Records for the task -
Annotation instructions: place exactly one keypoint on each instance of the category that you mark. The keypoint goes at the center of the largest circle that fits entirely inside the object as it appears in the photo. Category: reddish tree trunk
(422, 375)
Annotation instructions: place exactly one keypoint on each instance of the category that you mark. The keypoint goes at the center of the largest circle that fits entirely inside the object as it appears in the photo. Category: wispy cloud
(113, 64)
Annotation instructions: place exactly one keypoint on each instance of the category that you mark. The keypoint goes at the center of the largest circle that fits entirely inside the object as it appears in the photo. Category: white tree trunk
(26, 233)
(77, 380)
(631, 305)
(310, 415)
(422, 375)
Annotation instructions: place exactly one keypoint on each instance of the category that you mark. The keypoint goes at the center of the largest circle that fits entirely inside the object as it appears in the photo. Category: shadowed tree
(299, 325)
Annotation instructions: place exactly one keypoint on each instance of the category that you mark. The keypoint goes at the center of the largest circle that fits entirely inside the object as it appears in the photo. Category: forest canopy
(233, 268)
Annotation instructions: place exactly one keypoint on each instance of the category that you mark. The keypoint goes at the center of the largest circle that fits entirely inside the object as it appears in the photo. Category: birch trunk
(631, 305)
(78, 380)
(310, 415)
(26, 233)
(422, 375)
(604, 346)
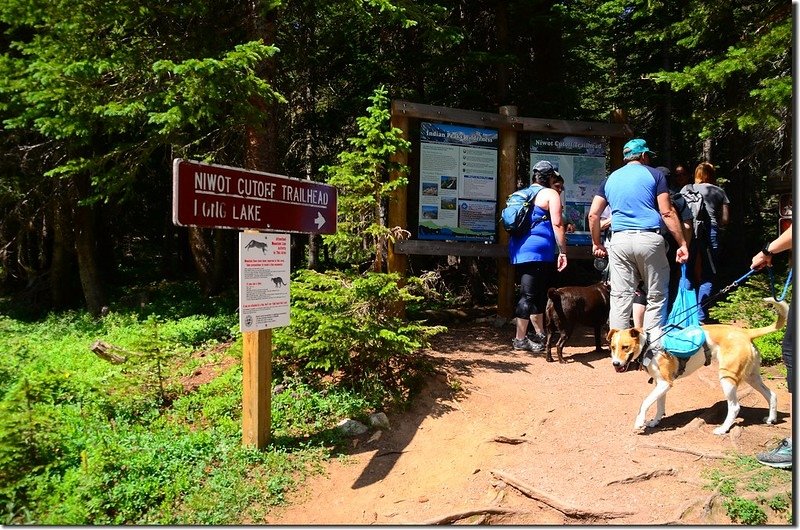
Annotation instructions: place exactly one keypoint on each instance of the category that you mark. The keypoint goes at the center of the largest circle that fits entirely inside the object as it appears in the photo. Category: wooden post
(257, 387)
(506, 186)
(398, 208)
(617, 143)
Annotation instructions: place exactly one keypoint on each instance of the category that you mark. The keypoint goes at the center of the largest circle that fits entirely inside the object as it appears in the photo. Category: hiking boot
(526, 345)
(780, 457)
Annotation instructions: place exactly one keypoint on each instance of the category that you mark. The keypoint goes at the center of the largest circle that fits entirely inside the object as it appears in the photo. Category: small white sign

The problem -
The lines to set down, exactly and with both ends included, run from the one containing "Category: hiking boot" to the last line of the data above.

Written solution -
Annotation instructions: place exactly one keypoint on each instance of the category that you mark. The keypoint goes at the center of the largest circle that fits entirely inside the object as it appears in the photo. Category: hiking boot
(526, 345)
(780, 457)
Annotation instructions: place exactly one keypoint on each instance of the category that you mark. The keypoint goes at the center of the largest circle that fits entirely inside the object as it appears in the photo. Category: small white sign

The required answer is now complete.